### Исходный текст ###

Икона. Правда и вымыслы - страница 10
«Он (человек) не может войти в состав Божьего храма таким, каков он есть, потому что для необрезанного сердца и для разжиревшей, самодовлеющей плоти в этом храме нет места:и вот почему иконы нельзя писать с живых людей»[13] (выделено Е. Трубецким).
Простим некоторую неясность произведенной князем логической дедукции; мы приводим здесь эту цитату именно потому, что очень уж характерна такая фразеология и такая логика для многих писавших об иконе в XX веке. Но всё-таки, говоря о написании священного образа с живого человека, нужно особо рассматривать два случая. Первый – при жизни какого-либо лица с него пишется портретное изображение, впоследствии, по смерти и прославлении Церковью этого лица, становящееся иконой, и второй – художник приглашает позировать ему живую модель, внешность которой напоминает известные черты святого.
Достаточно распространенным является представление о том, что ни то, ни другое недопустимо[14]. Первое – потому что Церковь признает людей святыми лишь по завершении их жизненного пути, и недопустимой дерзостью было бы заранее писать с них тот особенный портрет, который только и может зваться иконой. А второе и подавно святотатство: что общего у какого-то первого встречного со святым? Внешность? Но ведь икона изображает не плоскую бездуховную внешность, а плоть, просветленную Духом, и, кроме того, вместо аутентичного контакта с уникальной личностью святого художник войдет в контакт с личностью натурщика, и таким образом икона потеряет весь свой мистический смысл[15].

### Извлечённые данные ###

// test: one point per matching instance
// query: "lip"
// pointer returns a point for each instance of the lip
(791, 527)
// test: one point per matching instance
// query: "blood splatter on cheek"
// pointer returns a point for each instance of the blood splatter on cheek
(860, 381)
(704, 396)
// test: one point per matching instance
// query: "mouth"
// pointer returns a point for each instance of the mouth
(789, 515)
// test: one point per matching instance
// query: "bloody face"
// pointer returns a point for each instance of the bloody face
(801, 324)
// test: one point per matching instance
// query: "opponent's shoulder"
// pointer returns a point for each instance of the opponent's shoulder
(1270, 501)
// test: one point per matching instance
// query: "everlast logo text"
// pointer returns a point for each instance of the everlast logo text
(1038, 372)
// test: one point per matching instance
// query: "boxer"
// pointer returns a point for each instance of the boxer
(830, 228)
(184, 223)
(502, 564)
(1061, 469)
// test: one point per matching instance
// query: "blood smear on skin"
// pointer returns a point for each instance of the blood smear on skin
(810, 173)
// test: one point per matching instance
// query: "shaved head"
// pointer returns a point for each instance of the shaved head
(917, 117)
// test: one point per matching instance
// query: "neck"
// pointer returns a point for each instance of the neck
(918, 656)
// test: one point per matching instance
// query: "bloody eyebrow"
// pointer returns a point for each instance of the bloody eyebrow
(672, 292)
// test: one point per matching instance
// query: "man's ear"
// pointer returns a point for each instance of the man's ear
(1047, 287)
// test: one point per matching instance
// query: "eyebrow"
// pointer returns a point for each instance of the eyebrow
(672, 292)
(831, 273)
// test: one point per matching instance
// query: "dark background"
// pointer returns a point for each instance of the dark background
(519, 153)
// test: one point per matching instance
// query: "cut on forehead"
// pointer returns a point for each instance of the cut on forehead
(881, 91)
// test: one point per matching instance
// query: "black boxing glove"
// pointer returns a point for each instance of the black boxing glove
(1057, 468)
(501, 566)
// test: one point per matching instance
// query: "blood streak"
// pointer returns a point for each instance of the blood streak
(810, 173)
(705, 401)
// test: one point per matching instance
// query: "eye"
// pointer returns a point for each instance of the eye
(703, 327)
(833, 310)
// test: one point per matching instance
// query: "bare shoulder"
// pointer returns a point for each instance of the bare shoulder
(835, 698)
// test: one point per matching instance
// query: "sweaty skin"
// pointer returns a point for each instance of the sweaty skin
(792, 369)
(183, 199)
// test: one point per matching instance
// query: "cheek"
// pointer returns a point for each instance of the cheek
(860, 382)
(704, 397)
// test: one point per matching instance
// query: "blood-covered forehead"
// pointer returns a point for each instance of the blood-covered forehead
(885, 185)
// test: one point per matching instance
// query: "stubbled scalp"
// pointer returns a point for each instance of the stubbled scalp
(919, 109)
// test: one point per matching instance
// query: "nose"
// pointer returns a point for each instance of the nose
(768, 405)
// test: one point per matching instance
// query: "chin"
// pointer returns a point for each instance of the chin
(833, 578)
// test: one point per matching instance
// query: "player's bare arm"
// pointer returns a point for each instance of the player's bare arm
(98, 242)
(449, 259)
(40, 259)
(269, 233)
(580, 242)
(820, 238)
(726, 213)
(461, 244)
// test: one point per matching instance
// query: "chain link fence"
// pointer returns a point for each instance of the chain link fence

###

▸ Цель задания
Допишите следующую часть текста о том, можно ли писать иконы с живых людей. Список выше здесь ни при чём.

▸ Ответ
Но так ли уж справедливо такое представление? Действительно ли оно имеет твердое основание в православном богословии и иконописной традиции?
Начнем с первого случая – о прижизненных изображениях, становящихся иконами. Хорошо известно, что Церковь, во всяком случае, не признает иконами фотографии и не помещает их в этом качестве в храмах (хотя в домашних иконостасах многих верующих фотографии святых присутствуют, иногда заменяя их иконы, а иногда наряду с оными). Не стали иконами и известные живописные портреты Серафима Саровского или Иоанна Кронштадтского, хотя и послужили иконописцам несомненными образцами для почти буквального подражания.
Но, с другой стороны, в церковной традиции прочно утвердилось представление о том, что св. апостол Лука, будучи художником, написал несколько портретов Божией Матери при Её жизни, и портреты эти сделались первыми Её иконами. Даже если экспертиза опровергает принадлежность к I в. н. э. некоторых приписываемых св. Луке икон, один только факт существования подобного предания, а также православных изображений св. Луки перед мольбертом за написанием иконы с Самой, предстоящей ему, Богородицы, говорит о том, что канонического запрета на писание икон с натуры не существует.
Рассматривать же этот факт как исключение из правила, сделанное для художника-апостола и Матери Божией, святость которых была несомненна и превосходна, мы позволить себе не можем. О том, как именно, с натуры или по памяти, писались первые иконы святых, у нас нет никаких прямых данных, но данные косвенные и здравый смысл с очевидностью говорят о том, что писались они с натуры, как обычные портреты. Например, в 4-й книге жития св. императора Константина говорится, что его подданные «чествовали его и умершего, совершенно так, как если бы он был жив, посвящением ему изображений: они изобразили на нарисованной красками картине вид неба, а поверх небесного свода с помощью живописи представили его отдыхающим в эфирном местопребывании»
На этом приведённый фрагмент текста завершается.